▸ **STATED GOAL**
Transcribe the lines of the material below, starting at the line that contains "Indicate the dark" and ending at the line that contains "point(263, 335)", with both of those lines included.
[Begin INPUT FOR THIS TASK]
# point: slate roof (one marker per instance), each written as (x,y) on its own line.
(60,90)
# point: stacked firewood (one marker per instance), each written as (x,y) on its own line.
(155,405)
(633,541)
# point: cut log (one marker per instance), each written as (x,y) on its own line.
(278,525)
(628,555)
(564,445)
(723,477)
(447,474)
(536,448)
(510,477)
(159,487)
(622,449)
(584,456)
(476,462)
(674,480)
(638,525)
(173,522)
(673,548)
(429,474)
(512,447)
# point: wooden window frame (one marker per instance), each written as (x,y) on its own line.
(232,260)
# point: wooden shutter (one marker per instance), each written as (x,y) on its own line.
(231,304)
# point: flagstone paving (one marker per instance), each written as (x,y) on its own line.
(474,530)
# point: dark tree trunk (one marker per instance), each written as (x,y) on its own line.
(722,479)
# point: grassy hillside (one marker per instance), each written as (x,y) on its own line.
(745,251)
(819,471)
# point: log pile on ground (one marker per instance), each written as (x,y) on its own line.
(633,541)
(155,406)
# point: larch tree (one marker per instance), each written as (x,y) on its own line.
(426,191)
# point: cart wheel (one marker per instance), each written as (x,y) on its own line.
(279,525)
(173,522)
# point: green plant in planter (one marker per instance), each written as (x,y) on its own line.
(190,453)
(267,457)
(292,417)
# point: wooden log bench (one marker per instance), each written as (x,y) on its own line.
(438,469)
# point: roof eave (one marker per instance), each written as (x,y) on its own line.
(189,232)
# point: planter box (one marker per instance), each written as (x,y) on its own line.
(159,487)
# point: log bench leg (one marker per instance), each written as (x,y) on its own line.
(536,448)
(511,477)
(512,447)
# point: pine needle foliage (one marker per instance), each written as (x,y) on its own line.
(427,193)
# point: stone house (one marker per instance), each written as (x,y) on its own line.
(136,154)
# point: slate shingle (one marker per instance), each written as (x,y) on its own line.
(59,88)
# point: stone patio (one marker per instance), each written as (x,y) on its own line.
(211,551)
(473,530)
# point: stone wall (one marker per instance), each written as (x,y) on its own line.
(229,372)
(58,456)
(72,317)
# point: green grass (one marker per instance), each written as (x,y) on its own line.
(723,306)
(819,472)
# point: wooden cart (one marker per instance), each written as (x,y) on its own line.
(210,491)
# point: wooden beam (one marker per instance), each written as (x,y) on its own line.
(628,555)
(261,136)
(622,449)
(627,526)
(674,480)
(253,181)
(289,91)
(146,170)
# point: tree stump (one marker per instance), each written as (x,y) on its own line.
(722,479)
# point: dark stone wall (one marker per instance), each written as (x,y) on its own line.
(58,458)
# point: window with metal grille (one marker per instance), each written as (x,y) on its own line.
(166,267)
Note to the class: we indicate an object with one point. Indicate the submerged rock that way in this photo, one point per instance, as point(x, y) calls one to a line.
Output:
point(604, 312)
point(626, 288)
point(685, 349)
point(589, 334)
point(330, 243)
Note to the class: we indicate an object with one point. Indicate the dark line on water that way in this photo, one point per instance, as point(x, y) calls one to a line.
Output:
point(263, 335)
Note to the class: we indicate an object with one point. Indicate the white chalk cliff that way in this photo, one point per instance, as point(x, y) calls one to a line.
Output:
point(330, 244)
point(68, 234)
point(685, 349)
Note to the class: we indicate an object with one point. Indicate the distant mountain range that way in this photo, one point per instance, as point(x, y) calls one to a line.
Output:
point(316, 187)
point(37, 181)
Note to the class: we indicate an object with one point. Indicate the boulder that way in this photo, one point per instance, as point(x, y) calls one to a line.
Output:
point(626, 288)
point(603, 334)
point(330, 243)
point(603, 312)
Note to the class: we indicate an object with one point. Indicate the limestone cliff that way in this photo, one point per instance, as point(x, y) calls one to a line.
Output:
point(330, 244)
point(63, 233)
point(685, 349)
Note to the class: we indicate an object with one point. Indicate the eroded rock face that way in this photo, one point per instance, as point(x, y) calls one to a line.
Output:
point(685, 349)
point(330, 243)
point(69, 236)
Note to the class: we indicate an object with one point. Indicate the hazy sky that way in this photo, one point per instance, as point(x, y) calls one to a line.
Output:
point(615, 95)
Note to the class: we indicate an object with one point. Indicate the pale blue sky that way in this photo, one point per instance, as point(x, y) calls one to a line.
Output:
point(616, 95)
[End INPUT FOR THIS TASK]
▸ **TASK RESPONSE**
Note to the class: we indicate an object with one point. Indicate the dark line on water that way in this photo, one point per instance, as point(x, y) calls one to a line.
Output:
point(263, 335)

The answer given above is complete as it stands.